:: What the task asks ::
Can you quote, line for line and unchanged, everything from the start of the rows below down to the line containing "[258,117,274,155]", with both of those lines included?

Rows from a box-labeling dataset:
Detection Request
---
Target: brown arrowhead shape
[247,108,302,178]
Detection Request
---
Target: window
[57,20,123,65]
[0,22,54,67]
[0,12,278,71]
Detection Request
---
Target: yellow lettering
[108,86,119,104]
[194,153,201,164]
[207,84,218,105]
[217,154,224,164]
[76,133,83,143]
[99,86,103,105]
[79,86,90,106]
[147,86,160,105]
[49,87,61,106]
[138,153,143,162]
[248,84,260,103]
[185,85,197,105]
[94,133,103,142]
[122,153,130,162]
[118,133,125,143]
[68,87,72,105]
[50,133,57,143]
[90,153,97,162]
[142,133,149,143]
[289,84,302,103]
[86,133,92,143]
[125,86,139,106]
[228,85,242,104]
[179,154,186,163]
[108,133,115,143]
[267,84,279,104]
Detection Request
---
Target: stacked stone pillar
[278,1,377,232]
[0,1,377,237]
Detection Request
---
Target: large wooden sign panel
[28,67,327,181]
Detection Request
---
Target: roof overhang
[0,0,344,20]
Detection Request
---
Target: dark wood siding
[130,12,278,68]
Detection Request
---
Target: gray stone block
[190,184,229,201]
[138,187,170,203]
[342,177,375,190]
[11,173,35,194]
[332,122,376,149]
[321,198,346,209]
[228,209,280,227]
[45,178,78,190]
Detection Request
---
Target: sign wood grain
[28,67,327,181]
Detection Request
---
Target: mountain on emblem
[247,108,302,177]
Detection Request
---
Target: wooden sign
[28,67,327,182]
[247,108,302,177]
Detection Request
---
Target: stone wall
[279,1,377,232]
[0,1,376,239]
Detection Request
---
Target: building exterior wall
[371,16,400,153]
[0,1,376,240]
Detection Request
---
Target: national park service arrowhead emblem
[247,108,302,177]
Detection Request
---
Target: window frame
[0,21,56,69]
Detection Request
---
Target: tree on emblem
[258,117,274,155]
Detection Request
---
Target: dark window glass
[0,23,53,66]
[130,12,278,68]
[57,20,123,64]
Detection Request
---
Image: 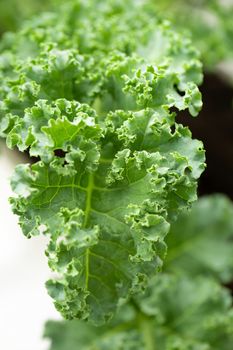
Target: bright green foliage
[0,0,55,34]
[151,0,233,70]
[166,195,233,283]
[0,1,204,323]
[45,195,233,350]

:: The reply ::
Detection Request
---
Target: brown arrowhead shape
[247,108,302,178]
Detection Request
---
Target: window
[57,20,123,65]
[0,22,54,67]
[0,12,278,71]
Detection Request
---
Target: yellow lettering
[108,86,119,104]
[194,153,201,164]
[207,84,218,105]
[217,154,224,164]
[76,133,83,143]
[99,86,103,105]
[79,86,90,106]
[147,86,160,105]
[49,87,61,106]
[138,153,143,162]
[248,84,260,103]
[185,85,197,105]
[94,133,103,142]
[122,153,130,162]
[118,133,125,143]
[68,87,72,105]
[50,133,57,143]
[90,153,97,162]
[142,133,149,143]
[289,84,302,103]
[86,133,92,143]
[125,86,139,106]
[228,85,242,104]
[179,154,186,163]
[108,133,115,143]
[267,84,279,104]
Detection Request
---
Target: stacked stone pillar
[278,1,377,232]
[0,1,377,237]
Detection Request
---
Target: large wooden sign panel
[28,67,327,181]
Detection Request
---
Target: roof overhang
[0,0,344,20]
Detection Request
---
Target: dark wood siding
[130,12,278,68]
Detection Request
---
Target: gray stone block
[190,184,229,201]
[138,187,170,203]
[342,177,375,190]
[11,173,35,194]
[332,122,376,149]
[321,198,346,209]
[228,209,280,227]
[45,178,78,190]
Detection Request
---
Target: sign wood grain
[28,67,327,181]
Detection Request
---
Target: mountain on emblem
[247,108,302,177]
Detection Request
---
Target: wooden sign
[28,67,327,182]
[247,108,302,177]
Detection Request
---
Target: stone wall
[279,1,377,232]
[0,1,376,239]
Detection Request
---
Target: building exterior wall
[371,16,400,153]
[0,1,376,240]
Detection Request
---
Target: national park service arrowhead emblem
[247,108,302,177]
Detection Request
---
Target: window frame
[0,21,56,69]
Detection Request
---
Target: tree on emblem
[258,117,274,155]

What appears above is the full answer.